What is required =
Skip every line before the one containing "Note: mark the car", then copy that line and the rest of the entries below exactly, through the last line.

(Items listed in a dataset)
========================================
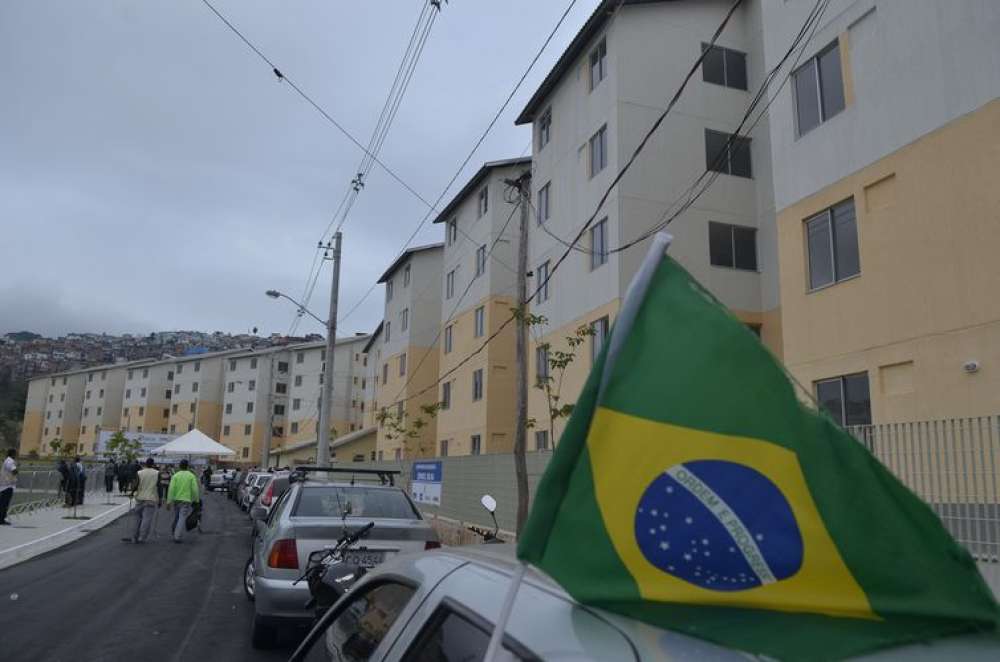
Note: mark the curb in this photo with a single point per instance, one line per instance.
(29, 550)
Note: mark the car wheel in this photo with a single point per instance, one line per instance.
(250, 580)
(263, 635)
========================================
Response for this exercise =
Note: mark the car wheel in this photo with a single point per instance, one line per instance.
(250, 580)
(263, 635)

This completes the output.